§ **Texto do documento**
- - - - - - -

PROSA - OS INÚTEIS VÊM AÍ?

“Você quer viver em um mundo no qual bilhões de pessoas estão imersas em fantasias, perseguindo metas de faz de conta e obedecendo a leis imaginárias?”, Yuval Noah Harari

Significado da Vida em um Mundo sem Trabalho, publicado no The Guardian, é um artigo onde o filósofo Yuval Noah Harari prevê que uma nova classe de pessoas deve surgir até 2050: a dos inúteis. O texto é cheio de pontos e contrapontos, pronto para ser contradito e discutido, mas vou focar no que sua visão importa ao mercado de trabalho.

A gradual eliminação de vagas pelo uso de máquinas que processam milhões de informações em alta velocidade e pelo emprego da inteligência artificial em trabalhos repetitivos desenha um novo mercado de trabalho.

A observação de Harari, junto com os dados publicados pelo IBGE de que 20% dos jovens entre 15 e 29 anos não trabalham e nem estudam, preocupam.

O Dieese contesta o termo que ironicamente usamos, nem-nem, por entender que na verdade não é uma escolha pessoal. Prefere o termo sem-sem, porque apenas 1,4% decidiram não trabalhar, o restante está em cursos não regulares (pré-vestibular, qualificação e treinamento), envolvido em afazeres domésticos (mulheres) e em busca de oportunidade.

Aos jovens sem acesso à tecnologia e oportunidades, desencantados com a realidade, juntam-se os desempregados não empregáveis por desatualização ou etarismo que, cansados de não ter acesso à educação e nem ao mercado de trabalho, se tornam cidadãos-zumbis sem oportunidade de ter esperança.

Harari coloca a inteligência artificial como responsável pelos inúteis, mas a desinteligência natural é parte importante no problema e fator fundamental no surgimento dos sem-sem de qualquer idade ou gênero.

A sociedade precisa se engajar na busca das soluções, porque essa massa e os aposentados terão um peso considerável no gasto público, seja por benefícios ou segurança social.

A explosão das bets no Brasil está relacionada ao pensamento de Harari.

- - - - - - -

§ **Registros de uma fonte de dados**
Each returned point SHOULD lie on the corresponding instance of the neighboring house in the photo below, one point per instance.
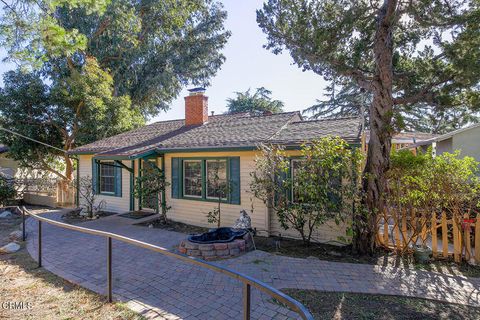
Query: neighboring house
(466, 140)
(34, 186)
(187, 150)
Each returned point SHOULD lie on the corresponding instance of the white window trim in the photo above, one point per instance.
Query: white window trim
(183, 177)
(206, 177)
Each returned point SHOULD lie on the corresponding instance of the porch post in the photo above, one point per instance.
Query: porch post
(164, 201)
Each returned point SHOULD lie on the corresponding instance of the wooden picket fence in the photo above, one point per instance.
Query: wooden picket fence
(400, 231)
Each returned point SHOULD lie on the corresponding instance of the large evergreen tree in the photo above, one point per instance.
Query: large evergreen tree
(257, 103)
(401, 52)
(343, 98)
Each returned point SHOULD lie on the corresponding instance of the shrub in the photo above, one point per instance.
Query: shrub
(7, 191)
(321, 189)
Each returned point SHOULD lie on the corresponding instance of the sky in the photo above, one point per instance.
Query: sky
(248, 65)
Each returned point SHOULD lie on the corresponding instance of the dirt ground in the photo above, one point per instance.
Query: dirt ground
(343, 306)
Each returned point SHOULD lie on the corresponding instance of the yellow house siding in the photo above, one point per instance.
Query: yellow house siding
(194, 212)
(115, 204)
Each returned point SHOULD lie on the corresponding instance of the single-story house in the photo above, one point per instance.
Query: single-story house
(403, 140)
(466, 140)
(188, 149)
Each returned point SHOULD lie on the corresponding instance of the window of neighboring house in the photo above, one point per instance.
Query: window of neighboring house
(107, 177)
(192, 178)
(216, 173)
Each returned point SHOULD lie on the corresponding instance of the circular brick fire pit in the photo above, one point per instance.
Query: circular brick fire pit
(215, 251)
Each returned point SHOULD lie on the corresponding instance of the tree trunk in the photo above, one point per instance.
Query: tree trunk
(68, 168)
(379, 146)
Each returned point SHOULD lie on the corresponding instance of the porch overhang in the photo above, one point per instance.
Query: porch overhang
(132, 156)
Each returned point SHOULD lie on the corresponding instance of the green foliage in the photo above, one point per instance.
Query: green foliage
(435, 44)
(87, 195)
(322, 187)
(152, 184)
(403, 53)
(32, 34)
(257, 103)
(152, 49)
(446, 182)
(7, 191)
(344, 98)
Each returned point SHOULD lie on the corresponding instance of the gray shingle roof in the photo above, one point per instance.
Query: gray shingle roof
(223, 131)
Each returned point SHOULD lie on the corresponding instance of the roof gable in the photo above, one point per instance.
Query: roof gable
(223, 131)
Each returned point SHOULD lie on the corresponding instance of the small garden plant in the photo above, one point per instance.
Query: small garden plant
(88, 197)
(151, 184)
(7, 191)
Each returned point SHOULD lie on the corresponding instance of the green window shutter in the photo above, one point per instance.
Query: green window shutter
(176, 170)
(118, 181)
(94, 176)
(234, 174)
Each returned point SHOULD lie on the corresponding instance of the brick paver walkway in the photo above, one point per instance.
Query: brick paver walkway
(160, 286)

- - - - - - -

§ **Etapas do exercício**
1. Segundo o texto sobre os inúteis, qual termo o Dieese prefere em lugar de "nem-nem"?
2. Dê sequência ao texto sobre os inúteis a partir do ponto em que ele se interrompe.
Os dados constituem material à parte, sem relação com o texto sobre os inúteis.

§ **Resultados do exercício**
1. O Dieese prefere o termo "sem-sem".

2.
Ele diz que as pessoas que nada tem, se direcionam ao jogo ou à fé, realidades alternativas à sua vida desesperançada. E aqueles que têm, pouco ou muito, se rendem à manipulação de trades, bitcoins ou consumo, outras formas de apostar em busca de um propósito ou sentido na vida.

Frustração ao encarar a realidade e entender que é mentiroso o discurso da prosperidade fácil dependente só de você, são alguns dos motivos que nos fazem compreender o gasto bilionário com apostas e consumo. Ao não atingir sua meta, o jogo, a fé e o consumo se unem na esperança fantasiosa de encontrar realização e um propósito de vida através do realismo mágico.

Essa busca incessante e doentia se torna um vício que consome amargamente sua vida e impacta a célula familiar.

A vantagem é que está em nossas mãos, mitigar ou resolver a situação.

Legislação consciente, educação libertadora, investimentos em inovação, desenvolvimento tecnológico e uma rede social acolhedora com políticas públicas justas fazem parte de uma estratégia que pode evitar o esgarçamento do tecido social que coloque em risco a paz e a segurança.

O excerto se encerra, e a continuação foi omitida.